O cara da Bienal: quem é o curador alemão à frente da mostra neste ano
Num corredor da Bienal de São Paulo, com a montagem a pleno vapor logo atrás da porta, um produtor gruda em Jochen Volz, o alemão à frente da próxima edição da mostra, querendo falar sobre um artista que "saiu do controle". Volz sussurra algo inaudível e arremata com um sorriso. Menos um chefão e mais um confidente, ele dá a impressão de deslizar sem abalos pelas engrenagens de uma das maiores exposições do mundo.
Depois de mais de uma década vivendo no Brasil, com um breve intervalo em Londres, onde ajudou a comandar as Serpentine Galleries, Volz hoje mistura certa seriedade germânica com o traquejo de quem aprendeu a fazer arte na terra da gambiarra e do improviso. Seu português perfeito, com um leve sotaque, traduz essa identidade híbrida.
"Uma vez que você entra, não vai ter outra barreira, lobby, nada entre o lado de dentro e o de fora", ele diz, numa manhã de sol no térreo do pavilhão desenhado por Oscar Niemeyer. "A ideia é entrar aqui direto numa floresta de esculturas do Frans Krajcberg."
Não há nada ali, a não ser pilhas de chapas de compensado que farão parte da cenografia da mostra, mas Volz parece visualizar em alta definição as esculturas criadas com galhos retorcidos e pedaços de árvores mortas que marcam a obra do artista escalado como uma das estrelas da Bienal que estará aberta a partir do dia 10 de setembro.
Num passeio pela mostra ainda em construção, o curador ia descrevendo os trabalhos como se estivessem ali. Tendo perdido a conta de quantas montagens já vi, isso não me chamou tanto a atenção, a não ser por um detalhe. Volz falava menos do impacto que as obras deverão causar e mais de como elas serão feitas, listando materiais, métodos construtivos, pesos, medidas e pontos de equilíbrio. Longe de ser um regente distante, ele está mais próximo de alguém que poderia montar cada trabalho, como se soubesse tocar todos os instrumentos de uma orquestra ao mesmo tempo.

## [Trechos dos registros]
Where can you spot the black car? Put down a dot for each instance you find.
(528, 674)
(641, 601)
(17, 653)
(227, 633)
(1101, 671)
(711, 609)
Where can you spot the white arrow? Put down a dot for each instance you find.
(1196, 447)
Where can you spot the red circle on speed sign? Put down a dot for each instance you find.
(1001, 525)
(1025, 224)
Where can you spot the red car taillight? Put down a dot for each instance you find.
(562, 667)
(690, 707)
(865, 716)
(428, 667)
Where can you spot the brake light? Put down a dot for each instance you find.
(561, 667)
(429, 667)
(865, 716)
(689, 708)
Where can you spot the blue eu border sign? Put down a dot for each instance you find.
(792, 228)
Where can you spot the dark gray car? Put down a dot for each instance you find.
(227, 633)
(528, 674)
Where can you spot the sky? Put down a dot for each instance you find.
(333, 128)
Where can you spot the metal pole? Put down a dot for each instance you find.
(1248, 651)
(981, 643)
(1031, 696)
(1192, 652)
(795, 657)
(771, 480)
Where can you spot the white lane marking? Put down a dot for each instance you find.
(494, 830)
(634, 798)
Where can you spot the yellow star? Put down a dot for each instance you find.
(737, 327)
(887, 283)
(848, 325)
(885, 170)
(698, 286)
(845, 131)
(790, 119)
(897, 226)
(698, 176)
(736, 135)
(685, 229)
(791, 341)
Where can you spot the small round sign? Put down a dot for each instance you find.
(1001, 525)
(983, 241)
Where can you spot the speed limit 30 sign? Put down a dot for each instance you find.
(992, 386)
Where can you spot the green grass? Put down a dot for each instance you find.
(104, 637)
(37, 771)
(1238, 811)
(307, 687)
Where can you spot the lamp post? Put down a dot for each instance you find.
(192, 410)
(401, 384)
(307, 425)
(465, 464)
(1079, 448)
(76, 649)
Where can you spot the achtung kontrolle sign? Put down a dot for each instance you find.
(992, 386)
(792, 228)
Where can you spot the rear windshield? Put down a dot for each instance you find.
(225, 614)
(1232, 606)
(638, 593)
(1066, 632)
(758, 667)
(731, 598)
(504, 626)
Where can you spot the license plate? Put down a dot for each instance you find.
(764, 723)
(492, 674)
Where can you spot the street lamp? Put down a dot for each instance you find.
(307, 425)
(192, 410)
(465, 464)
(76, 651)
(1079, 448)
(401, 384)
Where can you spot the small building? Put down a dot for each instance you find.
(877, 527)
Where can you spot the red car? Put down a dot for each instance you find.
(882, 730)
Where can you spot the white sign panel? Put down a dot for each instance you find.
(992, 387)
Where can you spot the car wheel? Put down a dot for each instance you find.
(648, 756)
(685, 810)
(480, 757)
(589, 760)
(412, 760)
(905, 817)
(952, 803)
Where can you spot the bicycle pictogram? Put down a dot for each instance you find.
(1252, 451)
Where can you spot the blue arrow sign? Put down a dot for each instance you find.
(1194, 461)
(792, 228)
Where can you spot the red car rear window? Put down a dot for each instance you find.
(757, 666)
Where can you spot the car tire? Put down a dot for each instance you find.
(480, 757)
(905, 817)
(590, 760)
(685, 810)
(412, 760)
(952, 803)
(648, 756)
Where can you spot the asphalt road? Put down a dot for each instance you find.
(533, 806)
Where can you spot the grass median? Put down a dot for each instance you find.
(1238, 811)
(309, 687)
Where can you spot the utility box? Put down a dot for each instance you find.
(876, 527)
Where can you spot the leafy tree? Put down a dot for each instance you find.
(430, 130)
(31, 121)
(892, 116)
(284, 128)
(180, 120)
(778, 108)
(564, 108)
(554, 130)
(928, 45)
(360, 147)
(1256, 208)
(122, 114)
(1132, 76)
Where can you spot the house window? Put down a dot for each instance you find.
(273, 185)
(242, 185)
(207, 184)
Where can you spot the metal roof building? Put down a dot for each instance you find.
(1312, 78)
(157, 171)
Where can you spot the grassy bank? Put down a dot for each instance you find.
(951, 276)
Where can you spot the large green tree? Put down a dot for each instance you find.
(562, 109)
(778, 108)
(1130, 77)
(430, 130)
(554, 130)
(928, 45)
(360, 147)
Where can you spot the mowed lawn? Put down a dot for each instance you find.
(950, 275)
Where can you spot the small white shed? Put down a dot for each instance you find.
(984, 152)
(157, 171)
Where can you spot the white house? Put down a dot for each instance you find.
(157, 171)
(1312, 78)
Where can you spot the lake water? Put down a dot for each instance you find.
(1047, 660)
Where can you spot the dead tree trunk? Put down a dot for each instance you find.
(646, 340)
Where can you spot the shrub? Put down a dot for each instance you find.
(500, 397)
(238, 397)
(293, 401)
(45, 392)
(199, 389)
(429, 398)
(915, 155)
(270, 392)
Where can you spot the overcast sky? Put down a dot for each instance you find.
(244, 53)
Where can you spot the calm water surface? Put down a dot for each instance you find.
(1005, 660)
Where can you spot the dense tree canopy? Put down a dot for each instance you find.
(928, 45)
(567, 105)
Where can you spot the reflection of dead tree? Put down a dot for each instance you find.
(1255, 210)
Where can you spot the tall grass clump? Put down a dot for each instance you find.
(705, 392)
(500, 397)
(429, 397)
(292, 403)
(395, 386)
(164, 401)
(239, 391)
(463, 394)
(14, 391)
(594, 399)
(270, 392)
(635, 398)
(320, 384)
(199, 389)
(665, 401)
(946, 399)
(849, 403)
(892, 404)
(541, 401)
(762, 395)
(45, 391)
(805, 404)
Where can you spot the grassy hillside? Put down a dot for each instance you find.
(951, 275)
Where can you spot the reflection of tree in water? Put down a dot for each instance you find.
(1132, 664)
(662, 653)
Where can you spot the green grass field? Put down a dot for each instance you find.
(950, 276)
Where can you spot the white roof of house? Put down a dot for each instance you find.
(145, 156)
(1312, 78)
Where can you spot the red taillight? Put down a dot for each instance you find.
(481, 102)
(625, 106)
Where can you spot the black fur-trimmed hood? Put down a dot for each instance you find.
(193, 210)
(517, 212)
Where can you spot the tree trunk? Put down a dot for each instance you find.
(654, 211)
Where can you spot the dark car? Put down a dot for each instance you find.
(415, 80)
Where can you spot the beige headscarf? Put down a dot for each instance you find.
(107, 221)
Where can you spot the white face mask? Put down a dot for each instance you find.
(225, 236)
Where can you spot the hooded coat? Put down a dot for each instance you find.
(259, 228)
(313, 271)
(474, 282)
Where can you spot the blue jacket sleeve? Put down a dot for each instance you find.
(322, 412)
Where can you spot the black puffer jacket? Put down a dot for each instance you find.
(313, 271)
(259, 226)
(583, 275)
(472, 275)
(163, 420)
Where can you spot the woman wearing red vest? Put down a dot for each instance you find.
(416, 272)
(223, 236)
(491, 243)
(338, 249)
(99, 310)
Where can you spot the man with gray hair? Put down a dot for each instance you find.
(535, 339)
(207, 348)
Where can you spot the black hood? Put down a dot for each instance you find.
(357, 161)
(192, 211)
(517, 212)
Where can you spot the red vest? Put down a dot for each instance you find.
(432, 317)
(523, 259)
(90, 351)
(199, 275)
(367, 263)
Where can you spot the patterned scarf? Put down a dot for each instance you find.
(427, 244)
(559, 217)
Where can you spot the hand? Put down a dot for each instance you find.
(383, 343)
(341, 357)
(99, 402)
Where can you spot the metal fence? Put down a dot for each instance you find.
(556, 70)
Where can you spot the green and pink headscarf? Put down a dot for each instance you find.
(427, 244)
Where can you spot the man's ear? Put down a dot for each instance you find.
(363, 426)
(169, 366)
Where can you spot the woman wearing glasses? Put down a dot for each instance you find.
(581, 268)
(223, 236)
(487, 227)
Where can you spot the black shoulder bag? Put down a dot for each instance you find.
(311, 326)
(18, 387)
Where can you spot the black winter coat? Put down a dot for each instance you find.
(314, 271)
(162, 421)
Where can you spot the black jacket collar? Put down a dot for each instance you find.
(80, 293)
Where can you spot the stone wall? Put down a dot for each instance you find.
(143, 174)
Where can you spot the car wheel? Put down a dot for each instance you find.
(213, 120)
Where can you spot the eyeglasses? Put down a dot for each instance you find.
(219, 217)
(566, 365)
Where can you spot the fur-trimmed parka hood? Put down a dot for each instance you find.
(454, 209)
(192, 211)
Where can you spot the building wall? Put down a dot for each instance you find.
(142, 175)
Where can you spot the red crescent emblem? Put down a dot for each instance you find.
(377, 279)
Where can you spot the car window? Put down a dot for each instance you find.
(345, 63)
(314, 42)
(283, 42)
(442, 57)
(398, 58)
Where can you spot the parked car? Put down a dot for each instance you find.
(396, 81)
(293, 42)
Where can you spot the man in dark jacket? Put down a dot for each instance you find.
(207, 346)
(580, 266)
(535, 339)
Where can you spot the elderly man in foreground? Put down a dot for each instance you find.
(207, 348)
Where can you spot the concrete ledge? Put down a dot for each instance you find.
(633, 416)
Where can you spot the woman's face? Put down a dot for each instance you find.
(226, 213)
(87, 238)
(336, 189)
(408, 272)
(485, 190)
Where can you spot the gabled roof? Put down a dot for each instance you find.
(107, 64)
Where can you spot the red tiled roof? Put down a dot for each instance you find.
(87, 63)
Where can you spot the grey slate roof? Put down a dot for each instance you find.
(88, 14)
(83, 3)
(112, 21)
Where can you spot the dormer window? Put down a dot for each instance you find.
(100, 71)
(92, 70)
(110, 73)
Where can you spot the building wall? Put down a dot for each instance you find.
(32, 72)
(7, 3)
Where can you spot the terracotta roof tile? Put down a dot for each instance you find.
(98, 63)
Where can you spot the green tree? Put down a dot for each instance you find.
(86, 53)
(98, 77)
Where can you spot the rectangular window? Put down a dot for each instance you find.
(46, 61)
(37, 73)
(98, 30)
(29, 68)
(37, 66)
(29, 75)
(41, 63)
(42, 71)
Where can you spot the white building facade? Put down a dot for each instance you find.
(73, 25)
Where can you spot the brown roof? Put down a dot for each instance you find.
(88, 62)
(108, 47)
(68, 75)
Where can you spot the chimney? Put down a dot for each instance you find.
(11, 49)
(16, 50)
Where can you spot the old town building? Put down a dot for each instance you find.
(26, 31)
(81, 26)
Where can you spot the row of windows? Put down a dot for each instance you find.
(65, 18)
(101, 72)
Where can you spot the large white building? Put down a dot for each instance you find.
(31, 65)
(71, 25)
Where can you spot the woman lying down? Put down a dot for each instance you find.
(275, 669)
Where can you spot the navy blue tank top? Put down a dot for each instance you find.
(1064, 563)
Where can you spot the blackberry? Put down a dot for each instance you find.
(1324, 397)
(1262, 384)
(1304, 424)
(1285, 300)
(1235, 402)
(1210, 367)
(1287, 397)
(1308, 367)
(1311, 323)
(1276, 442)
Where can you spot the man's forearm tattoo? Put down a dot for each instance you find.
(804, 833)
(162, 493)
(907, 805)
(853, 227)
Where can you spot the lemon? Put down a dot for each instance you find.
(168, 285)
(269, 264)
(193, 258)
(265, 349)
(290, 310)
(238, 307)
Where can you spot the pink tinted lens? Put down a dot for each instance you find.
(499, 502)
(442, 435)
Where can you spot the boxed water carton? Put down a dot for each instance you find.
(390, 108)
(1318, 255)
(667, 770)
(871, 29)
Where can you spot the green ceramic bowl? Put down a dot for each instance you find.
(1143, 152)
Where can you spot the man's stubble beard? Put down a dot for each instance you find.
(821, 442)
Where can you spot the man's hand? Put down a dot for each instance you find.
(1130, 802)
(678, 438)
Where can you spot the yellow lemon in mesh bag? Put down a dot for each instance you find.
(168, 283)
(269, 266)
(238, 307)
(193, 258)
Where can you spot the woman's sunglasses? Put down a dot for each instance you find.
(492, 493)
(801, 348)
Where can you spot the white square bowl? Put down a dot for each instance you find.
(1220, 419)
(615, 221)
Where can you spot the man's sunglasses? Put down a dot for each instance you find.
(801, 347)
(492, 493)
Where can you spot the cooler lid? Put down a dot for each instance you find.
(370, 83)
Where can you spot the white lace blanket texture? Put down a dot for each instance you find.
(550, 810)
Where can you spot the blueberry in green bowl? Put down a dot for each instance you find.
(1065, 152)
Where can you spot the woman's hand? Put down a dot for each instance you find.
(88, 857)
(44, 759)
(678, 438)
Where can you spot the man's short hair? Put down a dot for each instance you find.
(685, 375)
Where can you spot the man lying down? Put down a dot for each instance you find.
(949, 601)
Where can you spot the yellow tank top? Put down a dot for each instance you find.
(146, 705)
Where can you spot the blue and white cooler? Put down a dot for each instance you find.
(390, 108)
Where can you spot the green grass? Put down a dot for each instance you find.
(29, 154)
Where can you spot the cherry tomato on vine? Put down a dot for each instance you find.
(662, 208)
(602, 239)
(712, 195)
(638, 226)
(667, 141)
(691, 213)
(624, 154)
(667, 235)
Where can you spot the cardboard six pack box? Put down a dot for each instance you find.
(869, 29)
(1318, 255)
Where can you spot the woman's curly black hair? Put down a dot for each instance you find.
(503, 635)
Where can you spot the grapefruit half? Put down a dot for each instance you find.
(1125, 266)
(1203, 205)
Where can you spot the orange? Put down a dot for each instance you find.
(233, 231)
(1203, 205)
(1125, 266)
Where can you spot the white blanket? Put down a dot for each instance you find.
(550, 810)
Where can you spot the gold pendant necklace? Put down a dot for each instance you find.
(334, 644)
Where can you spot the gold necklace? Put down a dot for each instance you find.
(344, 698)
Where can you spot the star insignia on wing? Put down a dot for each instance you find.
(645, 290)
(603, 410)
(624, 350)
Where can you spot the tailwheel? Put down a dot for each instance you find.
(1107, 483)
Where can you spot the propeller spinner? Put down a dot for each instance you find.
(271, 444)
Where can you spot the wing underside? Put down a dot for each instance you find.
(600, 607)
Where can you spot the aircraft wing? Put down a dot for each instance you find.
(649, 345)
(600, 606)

## [Tarefas do exercício]
1. Responda às perguntas abaixo com base no texto sobre o curador da Bienal.
(a) Em que cidade Volz passou um breve intervalo e que instituição ajudou a comandar lá?
(b) De que artista são as esculturas que formarão a "floresta" logo na entrada?
(c) A partir de que dia a Bienal estará aberta?
2. Prossiga o texto sobre o curador da Bienal a partir da última frase apresentada.

## [Respostas finais]
1.
(a) Volz passou o intervalo em Londres, onde ajudou a comandar as Serpentine Galleries.
(b) As esculturas são de Frans Krajcberg.
(c) A Bienal estará aberta a partir do dia 10 de setembro.

2.
Quando começou a trabalhar com arte, ainda na Alemanha nos anos 1990, Volz até sabia. E também entendia um tanto de plantas e árvores, já que é filho e neto de engenheiros florestais amantes da arte —"art lovers", ele diz. Enquanto isso talvez explique a pegada ecológica da mostra que está organizando, sua vontade de enfiar a mão na massa está ancorada na experiência de ter montado —com martelo, prego, parafuso e chave de fenda mesmo— instalações de uma série de artistas.
Em Munique, quando ainda estudava história da arte, Volz bancava a universidade fazendo bicos como montador de exposições. Ele chegou a produzir trabalhos de Dan Graham e Tom Wesselmann, então já consagrados. Mais tarde, quando se mudou para Berlim em busca de uma experiência com arte contemporânea, conseguiu um emprego na Neugerrimschneider, galeria, na época estreante, que hoje é uma das mais poderosas da Europa.
Foi ali, como espécie de faz-tudo, que Volz teve um primeiro contato com o que muita gente ainda acha indigesto em museus e galerias. Ele passava boa parte do tempo tentando entender trabalhos em vias de desmaterialização, como as esculturas de luz do dinamarquês Olafur Eliasson e os happenings do tailandês Rirkrit Tiravanija.
"Era muito próximo o contato, e o que me interessava na época era aprender com eles, inventar outras formas de pensar em arte", conta. "Não era um caso óbvio de trabalhar para o mercado. Eu trabalhava com artistas que nem tinham um mercado na época. Isso demorou até ser algo vendável."
Ele fala dos almoços-performance comandados por Tiravanija ou mesmo a réplica em escala um para um do apartamento desse artista em Nova York. Transposta para uma série de galerias, a obra podia ser habitada pelos visitantes da mostra. O trabalho causou comoção à época e acabou estampando a capa de uma edição de "Estética Relacional", livro hoje clássico em que o francês Nicolas Bourriaud tentava definir e descrever o que seria uma arte calcada na relação entre o público e a obra mais do que em objetos estáticos numa galeria.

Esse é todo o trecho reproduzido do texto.